Task to complete ->
Pictures do not belong in the copy. Write out exactly the lines from the one containing "Find — the tree with" through the end of the data.

Listing ->
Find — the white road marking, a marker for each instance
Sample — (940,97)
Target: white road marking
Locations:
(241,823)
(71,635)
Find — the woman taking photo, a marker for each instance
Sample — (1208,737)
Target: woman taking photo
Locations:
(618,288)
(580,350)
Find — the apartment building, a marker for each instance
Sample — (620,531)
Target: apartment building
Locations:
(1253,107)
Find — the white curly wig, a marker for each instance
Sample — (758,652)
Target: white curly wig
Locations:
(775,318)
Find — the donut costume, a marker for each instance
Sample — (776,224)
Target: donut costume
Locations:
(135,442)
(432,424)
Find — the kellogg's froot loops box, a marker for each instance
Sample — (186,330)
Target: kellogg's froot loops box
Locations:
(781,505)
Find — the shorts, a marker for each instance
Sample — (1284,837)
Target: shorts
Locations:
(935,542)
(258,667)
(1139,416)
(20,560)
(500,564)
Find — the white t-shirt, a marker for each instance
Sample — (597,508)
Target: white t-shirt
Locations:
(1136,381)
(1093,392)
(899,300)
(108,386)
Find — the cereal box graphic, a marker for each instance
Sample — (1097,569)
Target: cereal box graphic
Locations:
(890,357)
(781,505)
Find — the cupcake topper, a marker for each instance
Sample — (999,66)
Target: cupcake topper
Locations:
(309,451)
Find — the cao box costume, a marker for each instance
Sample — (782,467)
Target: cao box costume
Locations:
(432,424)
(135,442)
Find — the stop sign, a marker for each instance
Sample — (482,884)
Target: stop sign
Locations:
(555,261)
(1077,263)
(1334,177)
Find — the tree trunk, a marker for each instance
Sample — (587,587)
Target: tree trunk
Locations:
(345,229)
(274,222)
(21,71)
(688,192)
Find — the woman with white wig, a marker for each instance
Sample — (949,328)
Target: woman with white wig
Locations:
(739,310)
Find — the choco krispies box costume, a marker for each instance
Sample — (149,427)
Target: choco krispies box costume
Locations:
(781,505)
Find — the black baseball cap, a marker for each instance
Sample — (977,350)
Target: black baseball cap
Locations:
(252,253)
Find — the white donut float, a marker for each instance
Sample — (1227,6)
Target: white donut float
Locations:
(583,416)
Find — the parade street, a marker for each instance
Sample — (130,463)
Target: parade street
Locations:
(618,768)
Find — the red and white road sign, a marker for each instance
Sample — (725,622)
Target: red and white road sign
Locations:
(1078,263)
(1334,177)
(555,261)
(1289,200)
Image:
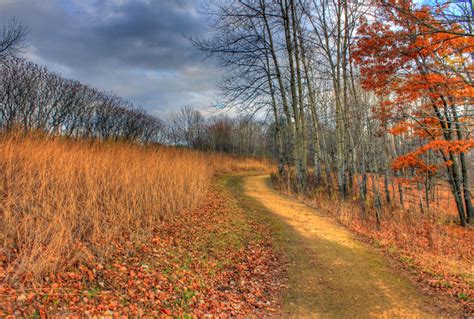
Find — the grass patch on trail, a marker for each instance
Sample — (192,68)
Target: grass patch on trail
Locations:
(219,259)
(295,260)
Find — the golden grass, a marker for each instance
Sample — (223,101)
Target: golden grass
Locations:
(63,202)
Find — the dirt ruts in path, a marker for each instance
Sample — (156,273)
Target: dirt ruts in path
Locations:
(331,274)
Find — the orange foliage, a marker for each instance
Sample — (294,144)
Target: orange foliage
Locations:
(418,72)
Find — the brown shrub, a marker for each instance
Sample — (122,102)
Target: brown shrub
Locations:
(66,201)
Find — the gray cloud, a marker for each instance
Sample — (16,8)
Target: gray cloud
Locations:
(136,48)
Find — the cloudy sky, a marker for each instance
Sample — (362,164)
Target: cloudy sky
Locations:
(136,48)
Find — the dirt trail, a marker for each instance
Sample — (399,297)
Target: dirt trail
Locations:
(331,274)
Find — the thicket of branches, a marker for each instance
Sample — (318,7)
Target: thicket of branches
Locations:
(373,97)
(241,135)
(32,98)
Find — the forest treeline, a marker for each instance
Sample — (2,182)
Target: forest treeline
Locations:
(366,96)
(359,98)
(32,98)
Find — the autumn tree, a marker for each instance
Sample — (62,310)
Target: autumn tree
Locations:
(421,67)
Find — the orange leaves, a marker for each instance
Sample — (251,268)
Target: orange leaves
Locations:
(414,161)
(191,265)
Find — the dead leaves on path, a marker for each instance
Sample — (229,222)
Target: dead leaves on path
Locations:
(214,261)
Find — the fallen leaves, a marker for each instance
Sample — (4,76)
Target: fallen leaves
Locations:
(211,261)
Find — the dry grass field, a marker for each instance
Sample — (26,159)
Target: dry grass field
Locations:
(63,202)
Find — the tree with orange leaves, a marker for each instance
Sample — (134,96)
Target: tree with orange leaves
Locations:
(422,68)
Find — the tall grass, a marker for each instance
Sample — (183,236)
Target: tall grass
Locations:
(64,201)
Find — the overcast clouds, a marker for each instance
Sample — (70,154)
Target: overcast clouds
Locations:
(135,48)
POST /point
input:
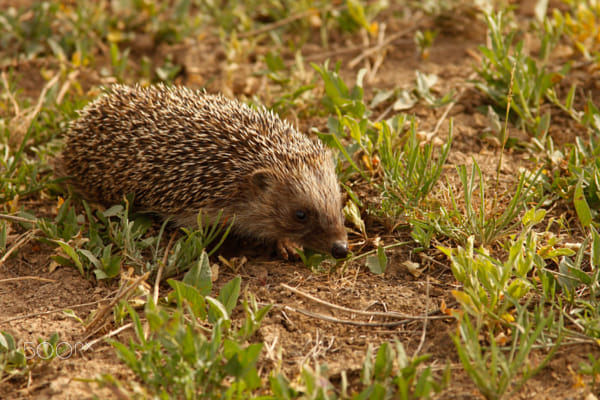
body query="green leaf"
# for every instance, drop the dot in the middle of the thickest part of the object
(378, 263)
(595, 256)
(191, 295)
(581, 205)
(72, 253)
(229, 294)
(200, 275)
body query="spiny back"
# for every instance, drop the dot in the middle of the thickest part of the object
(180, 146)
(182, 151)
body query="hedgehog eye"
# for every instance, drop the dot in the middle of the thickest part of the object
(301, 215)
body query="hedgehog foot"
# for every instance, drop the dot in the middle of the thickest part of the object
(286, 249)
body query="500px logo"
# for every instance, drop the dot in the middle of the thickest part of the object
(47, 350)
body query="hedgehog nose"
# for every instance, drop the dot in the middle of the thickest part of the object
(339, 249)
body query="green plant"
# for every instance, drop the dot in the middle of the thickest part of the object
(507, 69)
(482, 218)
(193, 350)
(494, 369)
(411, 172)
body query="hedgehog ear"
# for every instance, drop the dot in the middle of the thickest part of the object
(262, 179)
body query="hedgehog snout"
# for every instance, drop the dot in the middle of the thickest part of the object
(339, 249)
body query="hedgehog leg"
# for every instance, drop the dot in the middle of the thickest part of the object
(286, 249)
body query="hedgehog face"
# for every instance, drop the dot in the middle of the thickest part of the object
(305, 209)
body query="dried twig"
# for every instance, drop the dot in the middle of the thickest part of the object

The reply ->
Find — the tree with orange leaves, a marker for each instance
Sample — (134,96)
Target: tree with orange leaves
Locations:
(422,68)
Find — the tall grass, a marker for each instance
Sample — (183,236)
Target: tall grass
Locations:
(64,201)
Find — the overcast clouds, a marker for each instance
Sample — (70,154)
Target: overcast clouds
Locations:
(135,48)
POST /point
input:
body query="green leaf"
# for every instance, drop the dot in the middle of the thickest part of the object
(378, 263)
(595, 256)
(191, 295)
(581, 205)
(72, 253)
(229, 294)
(200, 275)
body query="spiny back"
# for every instance, drop the dot in the middle of the thickest part of the object
(180, 146)
(182, 151)
body query="hedgehog eye"
# for every instance, drop the dot in the middle of the thickest part of the object
(301, 215)
body query="hedgehog foot"
# for every instance, drop the dot in the middle of the thickest part of the object
(286, 249)
body query="500px logo"
# for every instance, drop the dot in the middle of the thickest part of the object
(47, 350)
body query="hedgehog nose"
# for every instance, drop the dot in the middle of the thickest part of the object
(339, 249)
body query="green plant"
# for every instance, drop the dot in the middle of the thickest part of the object
(507, 69)
(482, 218)
(193, 350)
(494, 369)
(411, 172)
body query="hedgehog ear"
# for every instance, drop the dot in the middle of the thickest part of the object
(262, 179)
body query="hedgehog snout"
# for every instance, drop the dot in the middle of the thickest part of the object
(339, 249)
body query="hedgehog leg"
# for every instance, drop the dot in the middle of the thickest part of the object
(286, 249)
body query="hedgehog face"
# for every instance, drop the dot in the middle of the thickest part of the object
(305, 209)
body query="dried twig"
# for every instance, drop the dot in the middle of the thickest part of the object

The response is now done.